▸ **Task objective**:
Starting at the line that holds "# each point", transcribe every line to the end of the data exactly; include no other lines.

Point-per-instance localization data:

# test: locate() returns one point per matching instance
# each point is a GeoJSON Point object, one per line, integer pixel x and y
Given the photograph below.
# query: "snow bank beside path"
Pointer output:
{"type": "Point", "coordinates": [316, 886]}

▸ **Finished task**:
# each point is a GeoJSON Point object, one per line, integer pixel x and y
Given the photograph below.
# query: "snow bank beside path"
Pointer output:
{"type": "Point", "coordinates": [316, 886]}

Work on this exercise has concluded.